#### [Challenge A]
Please locate every line in the listing below that contains the word "brown", and copy each of those lines. Case counts.
BEGIN Provided passage
Infinitude of Primes - Goldbach's Proof

Goldbach proved the infinitude of primes by establishing that the Fermat numbers are pairwise prime. Aigner and Ziegler wrote down the proof as follows.

Proof. Let us first look at the Fermat numbers \(F_n = 2^{2^n} + 1\) for \(n = 0,1,2,\ldots\). We will show that any two Fermat numbers are relatively prime; hence there must be infinitely many primes. To this end, we verify the recursion \[ \prod_{k=0}^{n-1} F_k = F_n - 2 \quad (n \ge 1),\] from which our assertion follows immediately. Indeed, if \(m\) is a divisor of, say, \(F_k\) and \(F_n\) \((k < n)\), then \(m\) divides \(2\), and hence \(m = 1\) or \(2\). But \(m = 2\) is impossible since all Fermat numbers are odd. To prove the recursion we use induction on \(n\). For \(n = 1\) we have \(F_0 = 3\) and \(F_1 - 2 = 3\). With induction, we now conclude \[\begin{align*}\prod_{k=0}^{n} F_k &= \left(\prod_{k=0}^{n-1} F_k \right) F_{n} = (F_n - 2) F_n = \\ & = (2^{2^n}-1) (2^{2^n}+1) = 2^{2^{n+1}}-1 =F_{n+1}-2. \end{align*}\]

Aigner, M., & Ziegler, G. M. (5th ed.). Proofs from THE BOOK, p. 3.

The first sentence “Let us first look at the Fermat numbers \(F_n = 2^{2^n} + 1\) for \(n = 0,1,2,\ldots\)” gives us a definition of the Fermat numbers, which is taken care of easily enough in Lean.
END Provided passage
BEGIN Dataset
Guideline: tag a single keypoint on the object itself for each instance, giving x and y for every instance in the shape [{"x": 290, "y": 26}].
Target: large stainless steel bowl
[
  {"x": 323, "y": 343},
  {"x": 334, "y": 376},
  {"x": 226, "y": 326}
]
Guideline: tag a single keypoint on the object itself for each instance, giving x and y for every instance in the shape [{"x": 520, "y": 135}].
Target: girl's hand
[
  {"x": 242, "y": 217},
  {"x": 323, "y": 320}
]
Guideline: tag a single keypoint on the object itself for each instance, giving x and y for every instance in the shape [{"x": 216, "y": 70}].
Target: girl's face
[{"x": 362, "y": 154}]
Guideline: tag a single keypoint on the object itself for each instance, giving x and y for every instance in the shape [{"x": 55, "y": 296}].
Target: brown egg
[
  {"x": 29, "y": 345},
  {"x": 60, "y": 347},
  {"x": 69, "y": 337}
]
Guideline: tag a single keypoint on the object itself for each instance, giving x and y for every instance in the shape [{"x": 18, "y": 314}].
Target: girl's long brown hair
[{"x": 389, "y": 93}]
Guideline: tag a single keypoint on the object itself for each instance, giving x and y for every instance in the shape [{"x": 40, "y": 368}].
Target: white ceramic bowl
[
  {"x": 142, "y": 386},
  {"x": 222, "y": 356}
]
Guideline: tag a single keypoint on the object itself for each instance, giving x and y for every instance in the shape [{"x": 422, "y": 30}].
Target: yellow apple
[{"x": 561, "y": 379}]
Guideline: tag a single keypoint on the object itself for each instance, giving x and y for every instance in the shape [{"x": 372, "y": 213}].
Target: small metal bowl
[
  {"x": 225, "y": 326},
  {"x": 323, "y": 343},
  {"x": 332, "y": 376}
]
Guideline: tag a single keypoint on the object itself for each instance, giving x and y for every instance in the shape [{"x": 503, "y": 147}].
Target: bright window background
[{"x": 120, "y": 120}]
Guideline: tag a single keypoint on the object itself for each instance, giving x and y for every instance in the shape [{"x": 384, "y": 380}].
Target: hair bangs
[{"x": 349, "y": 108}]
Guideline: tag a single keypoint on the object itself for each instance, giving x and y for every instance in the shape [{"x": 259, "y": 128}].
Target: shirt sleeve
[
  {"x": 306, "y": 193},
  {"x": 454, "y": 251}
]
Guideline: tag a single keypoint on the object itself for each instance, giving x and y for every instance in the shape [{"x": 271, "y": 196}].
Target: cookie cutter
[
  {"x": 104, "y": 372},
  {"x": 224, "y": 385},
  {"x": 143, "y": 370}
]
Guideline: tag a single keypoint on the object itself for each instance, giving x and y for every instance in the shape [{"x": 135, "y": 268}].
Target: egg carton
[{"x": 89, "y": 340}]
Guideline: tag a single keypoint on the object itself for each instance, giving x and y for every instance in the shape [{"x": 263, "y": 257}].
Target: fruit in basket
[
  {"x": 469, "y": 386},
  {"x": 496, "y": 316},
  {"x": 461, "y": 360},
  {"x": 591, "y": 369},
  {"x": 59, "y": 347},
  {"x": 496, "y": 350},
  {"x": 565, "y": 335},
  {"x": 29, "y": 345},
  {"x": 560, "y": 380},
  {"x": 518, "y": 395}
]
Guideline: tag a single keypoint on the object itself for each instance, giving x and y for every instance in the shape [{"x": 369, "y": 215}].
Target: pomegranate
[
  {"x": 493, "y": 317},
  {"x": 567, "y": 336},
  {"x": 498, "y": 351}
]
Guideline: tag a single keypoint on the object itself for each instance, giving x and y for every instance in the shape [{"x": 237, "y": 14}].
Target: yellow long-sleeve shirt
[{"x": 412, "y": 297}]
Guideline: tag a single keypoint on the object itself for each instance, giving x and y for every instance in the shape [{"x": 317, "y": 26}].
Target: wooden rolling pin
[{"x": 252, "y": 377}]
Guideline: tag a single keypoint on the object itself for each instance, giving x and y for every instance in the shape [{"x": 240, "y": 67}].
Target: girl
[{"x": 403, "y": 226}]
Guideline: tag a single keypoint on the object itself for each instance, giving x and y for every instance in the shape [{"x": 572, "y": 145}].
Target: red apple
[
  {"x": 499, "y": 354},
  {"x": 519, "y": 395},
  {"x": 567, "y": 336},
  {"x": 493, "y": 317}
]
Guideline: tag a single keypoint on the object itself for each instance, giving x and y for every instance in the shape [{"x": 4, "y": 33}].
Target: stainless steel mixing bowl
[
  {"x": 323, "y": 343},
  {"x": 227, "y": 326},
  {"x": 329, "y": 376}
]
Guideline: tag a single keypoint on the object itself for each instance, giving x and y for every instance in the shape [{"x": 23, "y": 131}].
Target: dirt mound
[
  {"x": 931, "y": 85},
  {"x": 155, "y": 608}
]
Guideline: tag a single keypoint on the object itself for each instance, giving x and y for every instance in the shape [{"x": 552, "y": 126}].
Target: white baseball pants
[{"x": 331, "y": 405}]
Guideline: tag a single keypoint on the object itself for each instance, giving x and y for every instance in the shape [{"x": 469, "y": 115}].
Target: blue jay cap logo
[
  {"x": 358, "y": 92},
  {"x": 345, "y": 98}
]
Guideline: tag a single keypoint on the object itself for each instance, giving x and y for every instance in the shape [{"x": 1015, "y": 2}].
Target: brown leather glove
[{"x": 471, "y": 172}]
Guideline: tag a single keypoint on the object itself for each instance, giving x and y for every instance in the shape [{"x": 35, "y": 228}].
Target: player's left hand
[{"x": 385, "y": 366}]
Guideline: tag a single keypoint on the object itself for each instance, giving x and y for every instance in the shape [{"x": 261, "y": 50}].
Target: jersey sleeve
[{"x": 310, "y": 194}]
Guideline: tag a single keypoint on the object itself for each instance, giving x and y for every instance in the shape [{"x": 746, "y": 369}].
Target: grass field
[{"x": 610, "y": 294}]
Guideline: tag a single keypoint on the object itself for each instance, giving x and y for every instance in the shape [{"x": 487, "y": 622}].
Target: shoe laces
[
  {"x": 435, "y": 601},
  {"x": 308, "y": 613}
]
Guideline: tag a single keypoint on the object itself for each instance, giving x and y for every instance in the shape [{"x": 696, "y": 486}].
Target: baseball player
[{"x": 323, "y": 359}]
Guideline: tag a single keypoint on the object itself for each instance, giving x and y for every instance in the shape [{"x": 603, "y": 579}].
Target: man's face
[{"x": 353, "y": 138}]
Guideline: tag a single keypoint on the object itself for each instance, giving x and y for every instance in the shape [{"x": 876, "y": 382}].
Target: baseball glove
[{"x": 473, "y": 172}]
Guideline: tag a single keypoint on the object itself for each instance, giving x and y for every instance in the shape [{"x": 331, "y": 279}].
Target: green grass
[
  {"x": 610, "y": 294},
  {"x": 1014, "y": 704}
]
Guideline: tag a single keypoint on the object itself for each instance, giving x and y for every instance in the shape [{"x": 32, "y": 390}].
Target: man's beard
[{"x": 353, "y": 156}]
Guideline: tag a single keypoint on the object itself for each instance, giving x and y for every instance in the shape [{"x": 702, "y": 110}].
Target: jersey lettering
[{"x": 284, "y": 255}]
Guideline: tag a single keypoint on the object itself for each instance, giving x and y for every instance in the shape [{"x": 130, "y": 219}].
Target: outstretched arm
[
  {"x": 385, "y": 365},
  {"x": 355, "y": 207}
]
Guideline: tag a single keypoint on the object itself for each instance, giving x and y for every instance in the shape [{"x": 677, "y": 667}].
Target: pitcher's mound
END Dataset
#### [Challenge B]
According to the passage on Goldbach's proof above, why can a common divisor m of two Fermat numbers not be 2?

#### [Output A]
Target: brown egg
Target: girl's long brown hair
Target: brown leather glove

#### [Output B]
Because all Fermat numbers are odd.